───── Page text
December 15, 2021 11:59 pm
USS Spring 2022 Call for Presentations
Call for Presentations
Deadline for submissions: December 15, 2021
Please email an abstract of the proposed presentation (limit 500 words), presenters if the proposal is for a group, and CV/resumes of participant(s) to uss@wfu.eduby December 15, 2021. Presenters will be notified by January 15, 2022, if their proposal has been selected.
When: March 30 – April 1, 2022
Where: Wake Forest University and Guilford College, Winston-Salem and Greensboro, NC
For more information:
Sean McClure – mcclst16@wfu.edu
Guilford College and Wake Forest University, in collaboration with partners North Carolina A&T State University, Old Salem Museum and Gardens, and Salem College are proud to sponsor the Universities Studying Slavery (USS) Spring 2022 Symposium “Pandemics, Protests, and the Legacies of Slavery.”
USS is a multi-institutional collaborative effort working to address historical and contemporary issues dealing with race and inequality in higher education and university communities, and the complicated legacies of slavery in modern American society.
The 2022 symposium encourages collaboration among scholars, activists, organizers, public historians, curators, public representatives, and others whose research, practice, and expertise is focused on how a broad range of colleges and universities can better understand the formative role of the institution of slavery on American higher education and American society.
──────────
For each statement below about the call for presentations, say yes or no depending on whether it agrees with the text, and quote the words that decide it. 1. Presenters will be notified by January 15, 2022, whether their proposal was selected. 2. An abstract may run up to 1,000 words. 3. The symposium is held at Salem College. The lines after this point play no part in this exercise.
───── Dataset section
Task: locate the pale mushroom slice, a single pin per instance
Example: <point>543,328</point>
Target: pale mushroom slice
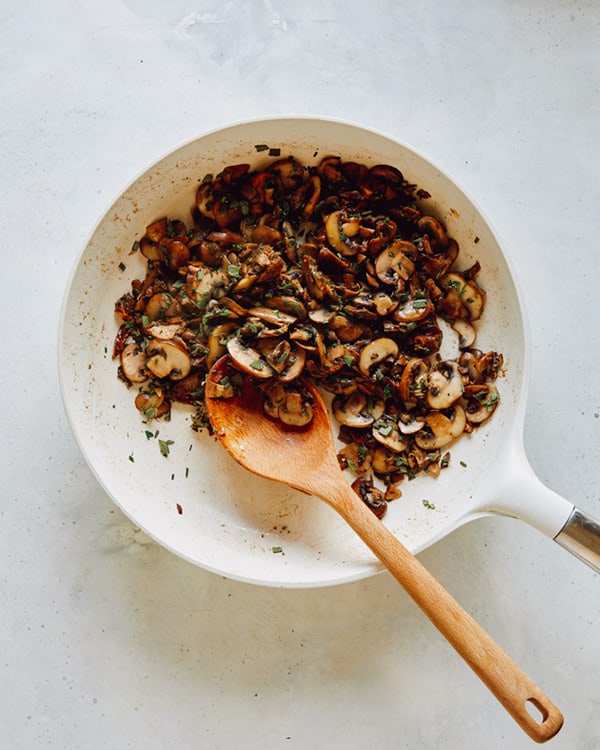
──────────
:: Your solution ::
1. Yes: "Presenters will be notified by January 15, 2022, if their proposal has been selected."
2. No: "limit 500 words"
3. No: "Where: Wake Forest University and Guilford College, Winston-Salem and Greensboro, NC"